Web Designer Hints and Tips

I find that I think of or come across little nuggets of useful website related information from time to time that in themselves do not require a full article but I want to pass on - so that is the aim of this section. Legal issues related to websites are covered separately.

Quick links

Build trust - Make it easy for people to contact you

So many sites only post limited contact information - what does this imply to you as you browse their website considering your next step?

There are a number of reasons to make it easy for people to contact you. Most obviously, they might actually want to contact you but more subtly - making it clear that they can telephone you, email you, write to you at a bricks and mortar address or perhaps fill out a simple form helps reassure them. This helps build the trust that they may need to take that next step. So


Testimonials are powerful tools in building trust

You can say what you like yourself about you and your company but that does not have the power that comments, reviews or testimonials from your clients and customers have. But please don't make them up yourself - you will probably make it obvious this is what you have done. Ask your clients if they would be good enough to provide a testimonial - many will be happy to help you.


Marketing opportunities - Email signatures

The world doesn't come knocking on your door because you have a website - most businesses need as much marketing as they can possibly get. So everytime you send out an email perhaps that is an opportunity to do some subtle marketing within your email signature. Perhaps a line such as

Make it stand out, make it simple - don't bury it in 20 lines of smallprint disclaimer!

Note there are legal requirements regarding information provided in business emails but if you are not including all your contact details anyway - why not?


SEO - Use Anchor Text effectively

When determining which keywords your site should be shown for and how high you should be ranked, one of the variables the search engines analyse are the keywords used in the anchor text (the visible words within a link).

Ideally this anchor text (taken out of context ie separately from the surrounding text) should give visitors and search engines pointers to what they will find at the other end of the link. Anchor text like "click here for more" are not effective for SEO purposes (or Disability Accessibility). So make anchor text informative. This will also improves your site's general usability as people often scan looking for visual cues as to the page's topic and what they need to do next, rather than read all the text. Linked text stands out and draws the eyes, but non-descriptive links tell the user nothing and they will continue scanning elsewhere.


Keywords and the Keywords meta tag

Much is made of the importance of "Keywords" quite rightly as focussing your site content on the right keywords is vital to get good rankings in the search engines. But there is often confusion with the largely obsolete "keywords meta tag" in the "head" html code of your web page. Search engines do not use (and google never did) the keywords meta tag so stuffing your keywords in here hoping to get an SEO benefit is a waste of time and effort.

Instead ensure your content includes your target "keywords" in important places such as the "title tag", "h1", other headings, link anchor text, first paragraph etc as well as naturally throughout your text.


New Domain Names and Keywords

If you are buying a new domain name you may do yourself some good in the search engines if that domain name contains a keyword (or keywords) that people are likely to use in their search phrase. So for example www.epsilis.co.uk is likely to be less successful than www.epsiliswebdesigners.co.uk from a search perspective (other things being equal).

EXERCISE TASK 1 ::
Please rewrite everything in the web design tips from "Instead ensure your" down to "things being equal).", replacing "first paragraph" with "opening paragraph".
EXERCISE TASK 2 ::
Summarize the web design tips in two sentences.
EXERCISE TASK 3 ::
According to the web design tips, which search engine never used the keywords meta tag?
The data after the web design tips comes from a separate source.

RAW DATA ::
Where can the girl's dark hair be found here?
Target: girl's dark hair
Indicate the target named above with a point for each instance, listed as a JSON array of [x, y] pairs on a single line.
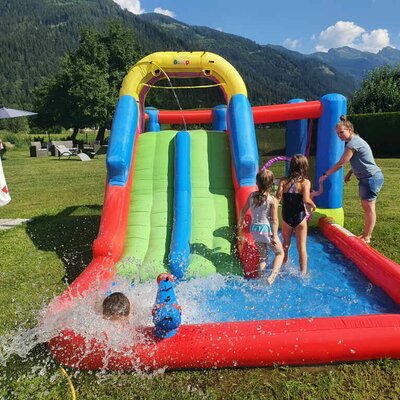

EXPECTED ANSWER 1 ::
Instead ensure your content includes your target "keywords" in important places such as the "title tag", "h1", other headings, link anchor text, opening paragraph etc as well as naturally throughout your text.


New Domain Names and Keywords

If you are buying a new domain name you may do yourself some good in the search engines if that domain name contains a keyword (or keywords) that people are likely to use in their search phrase. So for example www.epsilis.co.uk is likely to be less successful than www.epsiliswebdesigners.co.uk from a search perspective (other things being equal).

EXPECTED ANSWER 2 ::
The web design tips advise building trust by making it easy for people to contact you and by using genuine testimonials from clients, and suggest using email signatures for subtle marketing. For search rankings, they recommend informative link anchor text, placing target keywords in important places such as the title tag and headings rather than in the obsolete keywords meta tag, and choosing a domain name that contains a keyword.

EXPECTED ANSWER 3 ::
google